= TEXTE À LIRE =
#####

Joris-Karl Huysmans (1848-1907), de son vrai nom Charles Marie Georges Huysmans, est un écrivain et critique d’art français. Né à Paris d’un père néerlandais et d’une mère française, il mène une carrière de fonctionnaire au ministère de l’Intérieur tout en se consacrant à l’écriture.
Son parcours littéraire connaît plusieurs phases distinctes. Il débute comme écrivain naturaliste, proche d’Émile Zola, avec des romans comme « Marthe » (1876) et « Les Sœurs Vatard » (1879). En 1884, la publication de « À Rebours » marque une rupture et fait de lui le principal représentant du mouvement décadent. Ce roman met en scène un aristocrate esthète et misanthrope, reflétant le pessimisme fin-de-siècle caractéristique de son œuvre.

#####

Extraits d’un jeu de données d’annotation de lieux
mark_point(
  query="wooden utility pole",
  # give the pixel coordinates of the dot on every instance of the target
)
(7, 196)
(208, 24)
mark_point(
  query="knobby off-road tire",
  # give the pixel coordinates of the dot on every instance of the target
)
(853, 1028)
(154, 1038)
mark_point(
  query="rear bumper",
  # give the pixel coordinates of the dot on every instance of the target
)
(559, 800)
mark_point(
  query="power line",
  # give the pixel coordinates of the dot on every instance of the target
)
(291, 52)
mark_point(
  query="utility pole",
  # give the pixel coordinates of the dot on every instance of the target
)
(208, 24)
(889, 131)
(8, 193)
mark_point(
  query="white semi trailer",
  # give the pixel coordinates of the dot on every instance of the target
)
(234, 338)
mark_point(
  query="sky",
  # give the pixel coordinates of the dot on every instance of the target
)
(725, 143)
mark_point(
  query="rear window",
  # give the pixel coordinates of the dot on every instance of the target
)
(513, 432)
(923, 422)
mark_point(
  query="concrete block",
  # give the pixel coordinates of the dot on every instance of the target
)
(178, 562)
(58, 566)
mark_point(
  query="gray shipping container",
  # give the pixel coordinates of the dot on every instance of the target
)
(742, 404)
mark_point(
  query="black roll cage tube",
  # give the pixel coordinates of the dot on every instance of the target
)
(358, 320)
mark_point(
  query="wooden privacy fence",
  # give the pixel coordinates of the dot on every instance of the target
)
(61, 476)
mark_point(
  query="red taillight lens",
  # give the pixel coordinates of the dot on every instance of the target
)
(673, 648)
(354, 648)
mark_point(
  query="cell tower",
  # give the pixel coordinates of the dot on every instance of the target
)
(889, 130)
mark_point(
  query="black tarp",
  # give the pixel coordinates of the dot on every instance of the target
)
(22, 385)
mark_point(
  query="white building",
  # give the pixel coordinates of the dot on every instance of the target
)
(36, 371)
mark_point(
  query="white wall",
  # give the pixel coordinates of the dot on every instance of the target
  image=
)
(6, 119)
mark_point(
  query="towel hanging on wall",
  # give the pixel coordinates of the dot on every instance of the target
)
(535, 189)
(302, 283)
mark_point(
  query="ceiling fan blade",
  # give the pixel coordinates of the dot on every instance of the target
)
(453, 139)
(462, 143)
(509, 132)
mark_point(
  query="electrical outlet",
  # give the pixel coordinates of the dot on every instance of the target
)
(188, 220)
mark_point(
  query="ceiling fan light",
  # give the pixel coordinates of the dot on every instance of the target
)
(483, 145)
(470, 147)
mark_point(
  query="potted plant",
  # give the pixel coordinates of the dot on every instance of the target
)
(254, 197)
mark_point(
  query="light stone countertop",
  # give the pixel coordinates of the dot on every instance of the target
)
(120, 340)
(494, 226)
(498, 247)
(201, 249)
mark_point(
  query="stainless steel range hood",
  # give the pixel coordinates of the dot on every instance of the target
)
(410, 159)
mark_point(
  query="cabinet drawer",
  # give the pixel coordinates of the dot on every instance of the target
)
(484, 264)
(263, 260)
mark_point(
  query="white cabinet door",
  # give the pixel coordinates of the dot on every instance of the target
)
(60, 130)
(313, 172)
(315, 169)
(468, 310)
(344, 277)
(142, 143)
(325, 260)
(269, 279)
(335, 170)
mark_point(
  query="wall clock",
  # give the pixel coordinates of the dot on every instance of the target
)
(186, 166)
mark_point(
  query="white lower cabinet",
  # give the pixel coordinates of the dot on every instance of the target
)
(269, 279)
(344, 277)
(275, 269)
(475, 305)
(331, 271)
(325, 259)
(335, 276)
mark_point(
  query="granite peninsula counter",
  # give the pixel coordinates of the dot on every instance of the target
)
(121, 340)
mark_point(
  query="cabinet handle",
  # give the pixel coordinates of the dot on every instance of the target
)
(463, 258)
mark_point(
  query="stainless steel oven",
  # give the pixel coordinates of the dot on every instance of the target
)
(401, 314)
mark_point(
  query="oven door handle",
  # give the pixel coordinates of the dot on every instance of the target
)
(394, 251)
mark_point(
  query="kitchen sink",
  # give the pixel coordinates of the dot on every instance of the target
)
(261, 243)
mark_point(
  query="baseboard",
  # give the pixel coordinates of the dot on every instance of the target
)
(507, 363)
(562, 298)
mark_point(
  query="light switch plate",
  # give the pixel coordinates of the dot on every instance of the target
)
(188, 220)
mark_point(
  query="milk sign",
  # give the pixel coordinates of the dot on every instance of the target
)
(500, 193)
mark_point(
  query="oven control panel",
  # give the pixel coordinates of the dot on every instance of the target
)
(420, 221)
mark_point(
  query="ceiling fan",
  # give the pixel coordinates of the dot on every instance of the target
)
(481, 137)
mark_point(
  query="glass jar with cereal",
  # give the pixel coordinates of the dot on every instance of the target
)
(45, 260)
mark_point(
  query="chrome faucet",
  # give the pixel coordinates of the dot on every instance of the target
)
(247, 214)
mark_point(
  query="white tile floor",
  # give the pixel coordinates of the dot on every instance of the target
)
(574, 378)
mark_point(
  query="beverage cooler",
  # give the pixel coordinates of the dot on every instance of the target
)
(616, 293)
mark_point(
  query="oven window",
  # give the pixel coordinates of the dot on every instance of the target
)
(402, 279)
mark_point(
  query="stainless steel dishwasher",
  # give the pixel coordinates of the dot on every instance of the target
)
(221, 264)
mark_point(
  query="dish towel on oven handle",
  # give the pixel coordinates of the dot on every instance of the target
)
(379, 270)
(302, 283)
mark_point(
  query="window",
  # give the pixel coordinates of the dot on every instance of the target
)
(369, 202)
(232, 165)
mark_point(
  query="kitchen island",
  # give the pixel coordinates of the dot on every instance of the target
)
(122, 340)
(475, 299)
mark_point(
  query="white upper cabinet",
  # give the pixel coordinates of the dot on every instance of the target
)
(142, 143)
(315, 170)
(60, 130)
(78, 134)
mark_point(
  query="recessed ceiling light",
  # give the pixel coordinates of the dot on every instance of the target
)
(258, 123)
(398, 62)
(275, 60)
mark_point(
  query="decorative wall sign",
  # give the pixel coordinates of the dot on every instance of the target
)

#####

= EXERCICE A =
Traduisez en anglais cette phrase du texte sur Huysmans : « En 1884, la publication de « À Rebours » marque une rupture et fait de lui le principal représentant du mouvement décadent. »
= EXERCICE B =
Poursuivez le texte sur Huysmans après sa dernière phrase.

= RÉSULTAT ATTENDU A =
In 1884, the publication of "À Rebours" marked a break and made him the leading representative of the Decadent movement.

= RÉSULTAT ATTENDU B =
Après une période d’intérêt pour le surnaturel et le satanisme (« Là-Bas », 1891), Huysmans se convertit au catholicisme. Cette conversion influence profondément ses derniers romans, notamment « En Route » (1895), « La Cathédrale » (1898) et « L’Oblat » (1903), où il développe ce qu’il appelle le « naturalisme spiritualiste ».
Parallèlement à son œuvre romanesque, Huysmans s’illustre comme critique d’art. Il défend avec passion les peintres impressionnistes, les symbolistes, et contribue à la redécouverte des Primitifs. Son style d’écriture, très singulier, se caractérise par une recherche lexicale pointue et une syntaxe travaillée.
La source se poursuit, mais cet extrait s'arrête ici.